Directives:
[1] According to the article on Colorado road funding, what does the pilot program theoretically charge volunteers per mile?
[2] In the article on Colorado road funding, rewrite the paragraph beginning "CDOT began by recruiting" as a short bulleted list that keeps its main facts.

Source document:
The Colorado Department of Transportation has a problem - it’s running out of money to pay for roads.
Most of the money CDOT uses on projects and repairs comes from the gas tax, which doesn’t generate revenue like it used to. So the department is exploring creative new ways to tap into drivers’ pockets, including a recently-launched pilot that charges motorists by the mile.
CDOT began by recruiting about 100 volunteers to participate in its Road Usage Charge Pilot Program. The program theoretically charges volunteers 1.2 cents per mile. No money actually exchanges hands. Right now, CDOT is merely examining the feasibility of a mileage tax.
“The point of the study is to say that 10, 15, 20 years down the road, the gas tax is not going to be a viable funding source,” said CDOT executive director Shailen Bhatt. “That’s why we have to be open to alternatives.”
CDOT faces a $25 billion budget shortfall over the next 25 years. And it’s dealing with a funding crisis as the state’s population is expected to swell from 5.4 million now to an expected 8 million by 2040.
The state’s gas tax of 22 cents per gallon — which does not change, regardless of whether fuel costs rise — has not been raised since 1991. While the state pays for its roads, the 1990s money, inflation fluctuates, construction costs continue to rise, and technology has led to changes on the roads.
“There are vehicles now that don’t use gas,” Bhatt said. “There are more electric vehicles. So it is prudent, it is wise at this point, when we can see the future for the gas tax is not robust, for us to be looking at alternate measures, so that’s the reason for study.”
For CDOT, a mileage tax could ultimately replace the gas tax, and would offer a more fair and reliable measure of a person’s road use. Charging motorists by the mile, CDOT said, is akin to paying utilities like water and electric: You pay for what you use.
Oregon and California are also trying out a pay-per-mile pilot. And several other states have received federal funding to launch their own studies.
Kevin Pula, a policy specialist for the National Conference of State Legislatures, said states across the country are considering a variety of ways to pay for roads, as the gas tax becomes an increasingly unreliable source of funding.
“It’s things like vehicle registration fees, tire taxes, sales tax on different products, even tobacco taxes, lottery taxes, oil and gas severances, a whole wide range of resources are going to pay for transportation,” Pula said.
The pilot participants are asked to track their mileage either manually — as in keeping track of their odometer and reporting their findings back to the state — or through a mileage tracking device, which may also have GPS capability.
The pay-per-mile test drive comes with a lot of questions: What’s to stop someone from unplugging the device while driving? Would CDOT still collect money if the driver is travelling out of state? And what about privacy concerns of “Big Brother” knowing your travel habits?
“And when do you have to pay?” asked a Denver resident named Mike, who did not want to give his last name, while he was cleaning his windshield at a Capitol Hill neighborhood gas station. He wasn’t sure how a road usage charge would directly impact him.
“Well, I’m all for that during the summer,” he said. “Of course I never drive, OK. But during the winter, I’m a skier. So I’m up in the mountains two or three times a week.”
Still, Mike is glad CDOT is trying out new ways to bring in more money to pay for roads.
“Some places the roads are good and other places they’re terrible. I mean you can’t win, it’s all over the place.”
Then there’s Brenna Pertner of Conifer. She does a lot of driving to Denver and she’s worried she’d be charged more under a mileage tax.

[Stored entries]

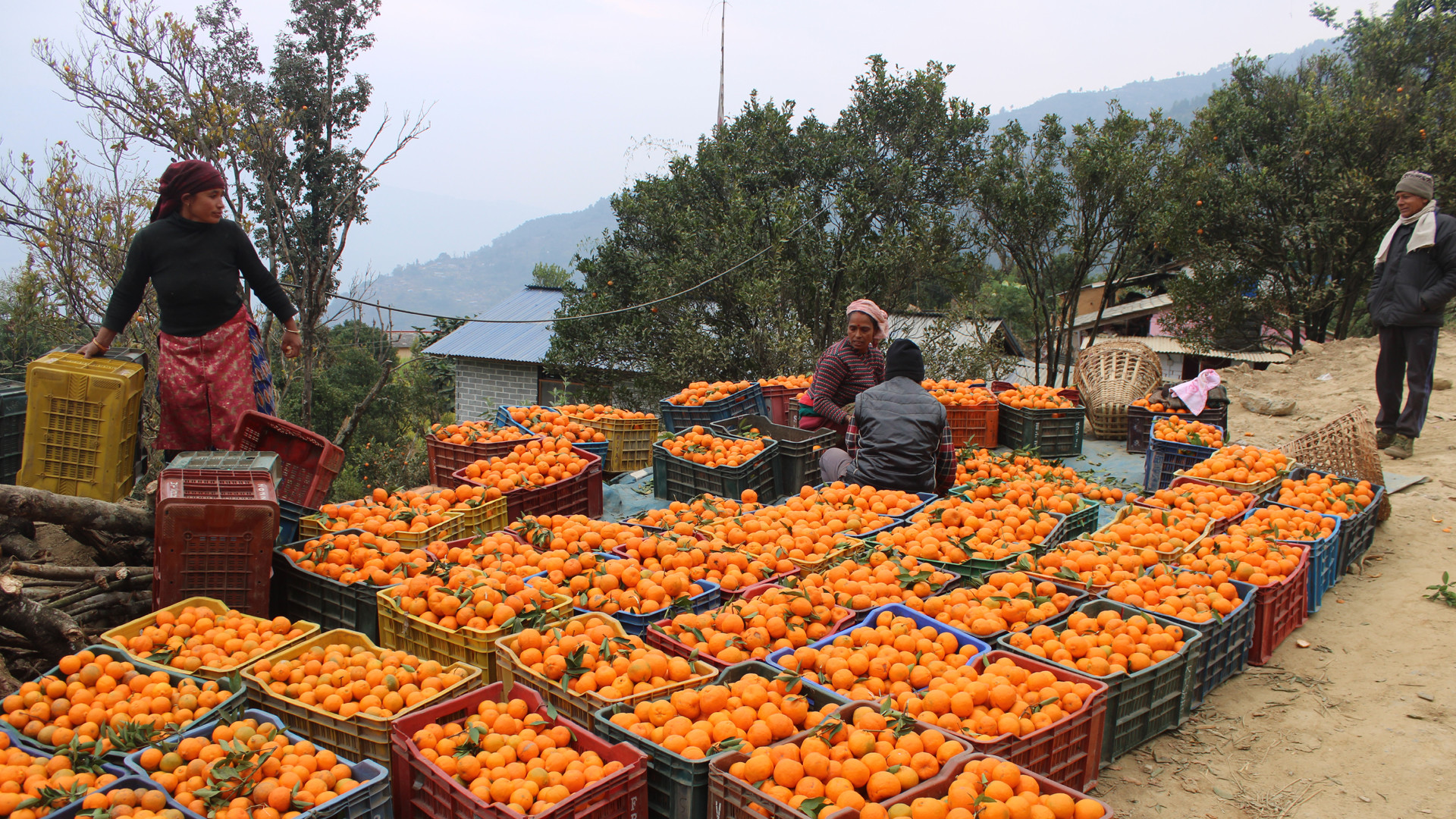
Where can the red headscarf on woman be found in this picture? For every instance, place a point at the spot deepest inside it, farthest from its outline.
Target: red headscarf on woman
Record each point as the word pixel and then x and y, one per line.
pixel 187 177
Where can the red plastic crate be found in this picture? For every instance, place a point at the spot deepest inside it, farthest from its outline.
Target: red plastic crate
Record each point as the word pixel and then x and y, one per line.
pixel 1279 610
pixel 1069 751
pixel 580 494
pixel 309 461
pixel 424 792
pixel 449 458
pixel 215 537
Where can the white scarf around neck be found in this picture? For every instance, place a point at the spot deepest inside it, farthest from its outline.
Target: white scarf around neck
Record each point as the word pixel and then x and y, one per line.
pixel 1423 237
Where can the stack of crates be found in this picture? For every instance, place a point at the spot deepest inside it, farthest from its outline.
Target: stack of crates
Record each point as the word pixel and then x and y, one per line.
pixel 12 428
pixel 82 423
pixel 215 537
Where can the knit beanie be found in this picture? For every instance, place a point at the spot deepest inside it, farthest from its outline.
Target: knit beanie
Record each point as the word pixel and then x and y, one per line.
pixel 1417 183
pixel 903 359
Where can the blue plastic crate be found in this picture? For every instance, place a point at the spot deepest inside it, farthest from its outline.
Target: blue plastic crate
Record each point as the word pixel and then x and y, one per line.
pixel 899 610
pixel 1164 458
pixel 503 419
pixel 369 800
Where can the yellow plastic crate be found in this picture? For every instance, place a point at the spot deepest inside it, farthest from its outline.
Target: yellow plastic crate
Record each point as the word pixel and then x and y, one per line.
pixel 582 707
pixel 124 632
pixel 430 642
pixel 629 442
pixel 313 525
pixel 362 736
pixel 80 426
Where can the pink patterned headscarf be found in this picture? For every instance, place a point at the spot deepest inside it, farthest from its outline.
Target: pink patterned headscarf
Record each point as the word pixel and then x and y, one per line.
pixel 874 312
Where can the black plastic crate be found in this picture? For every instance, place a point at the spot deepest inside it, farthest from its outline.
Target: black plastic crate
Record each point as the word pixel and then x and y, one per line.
pixel 1164 458
pixel 1141 422
pixel 676 419
pixel 1053 433
pixel 677 479
pixel 799 450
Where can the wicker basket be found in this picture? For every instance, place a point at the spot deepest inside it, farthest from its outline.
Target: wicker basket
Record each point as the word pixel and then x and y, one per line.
pixel 1111 376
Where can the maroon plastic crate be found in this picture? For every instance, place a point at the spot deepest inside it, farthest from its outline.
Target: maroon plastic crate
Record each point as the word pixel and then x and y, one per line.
pixel 424 792
pixel 309 461
pixel 1279 610
pixel 449 458
pixel 215 537
pixel 580 494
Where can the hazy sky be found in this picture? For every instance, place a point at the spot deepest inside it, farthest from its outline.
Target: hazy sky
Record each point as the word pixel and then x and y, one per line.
pixel 536 107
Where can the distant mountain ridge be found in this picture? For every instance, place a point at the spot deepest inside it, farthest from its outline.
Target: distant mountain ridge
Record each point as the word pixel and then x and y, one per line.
pixel 471 283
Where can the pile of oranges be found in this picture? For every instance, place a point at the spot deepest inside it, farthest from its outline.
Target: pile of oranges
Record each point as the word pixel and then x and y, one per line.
pixel 197 635
pixel 791 382
pixel 248 770
pixel 24 779
pixel 359 558
pixel 750 711
pixel 548 422
pixel 354 679
pixel 530 465
pixel 699 510
pixel 384 513
pixel 889 656
pixel 1006 601
pixel 992 787
pixel 593 411
pixel 1327 493
pixel 956 529
pixel 1285 523
pixel 1103 645
pixel 507 754
pixel 1034 397
pixel 702 392
pixel 1084 563
pixel 1241 465
pixel 1183 430
pixel 712 450
pixel 1184 595
pixel 626 586
pixel 959 392
pixel 475 431
pixel 1253 560
pixel 587 654
pixel 752 630
pixel 1216 502
pixel 868 760
pixel 1001 698
pixel 104 691
pixel 139 803
pixel 465 599
pixel 877 582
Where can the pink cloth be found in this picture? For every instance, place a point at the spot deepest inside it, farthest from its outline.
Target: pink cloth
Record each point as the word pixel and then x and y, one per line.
pixel 873 311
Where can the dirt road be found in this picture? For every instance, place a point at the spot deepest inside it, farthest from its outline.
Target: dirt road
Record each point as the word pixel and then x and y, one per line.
pixel 1363 722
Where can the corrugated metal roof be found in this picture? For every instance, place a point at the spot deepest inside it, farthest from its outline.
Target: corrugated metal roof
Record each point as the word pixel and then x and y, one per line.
pixel 1172 346
pixel 526 343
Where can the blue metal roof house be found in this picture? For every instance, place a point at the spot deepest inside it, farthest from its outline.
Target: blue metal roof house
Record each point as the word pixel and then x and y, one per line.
pixel 500 363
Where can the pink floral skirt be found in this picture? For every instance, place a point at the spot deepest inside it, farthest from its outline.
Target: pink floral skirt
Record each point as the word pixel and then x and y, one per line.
pixel 207 382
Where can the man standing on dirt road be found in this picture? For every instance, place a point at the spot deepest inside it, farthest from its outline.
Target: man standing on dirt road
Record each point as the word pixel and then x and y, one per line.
pixel 1414 278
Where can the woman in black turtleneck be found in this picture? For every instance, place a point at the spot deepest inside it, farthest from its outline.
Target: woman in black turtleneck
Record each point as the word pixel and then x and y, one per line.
pixel 213 363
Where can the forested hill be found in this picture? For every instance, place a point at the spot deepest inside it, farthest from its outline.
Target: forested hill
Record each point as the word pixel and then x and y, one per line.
pixel 471 283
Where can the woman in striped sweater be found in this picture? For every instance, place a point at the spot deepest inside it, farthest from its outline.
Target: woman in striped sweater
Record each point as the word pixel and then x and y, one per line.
pixel 849 366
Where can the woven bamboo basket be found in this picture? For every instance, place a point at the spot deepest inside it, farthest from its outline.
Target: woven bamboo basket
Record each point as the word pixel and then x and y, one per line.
pixel 1111 376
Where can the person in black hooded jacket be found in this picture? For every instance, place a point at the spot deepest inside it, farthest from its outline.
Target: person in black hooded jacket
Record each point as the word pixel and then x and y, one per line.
pixel 1414 278
pixel 897 438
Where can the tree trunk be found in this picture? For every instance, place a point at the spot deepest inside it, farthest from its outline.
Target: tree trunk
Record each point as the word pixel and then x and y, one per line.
pixel 88 513
pixel 53 632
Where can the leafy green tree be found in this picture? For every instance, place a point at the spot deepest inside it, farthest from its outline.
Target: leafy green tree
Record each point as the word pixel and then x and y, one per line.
pixel 800 219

Per-task outputs:
[1] 1.2 cents per mile.

[2]
- CDOT recruited about 100 volunteers for its Road Usage Charge Pilot Program.
- The program theoretically charges them 1.2 cents per mile.
- No money actually changes hands.
- For now, CDOT is only examining whether a mileage tax is feasible.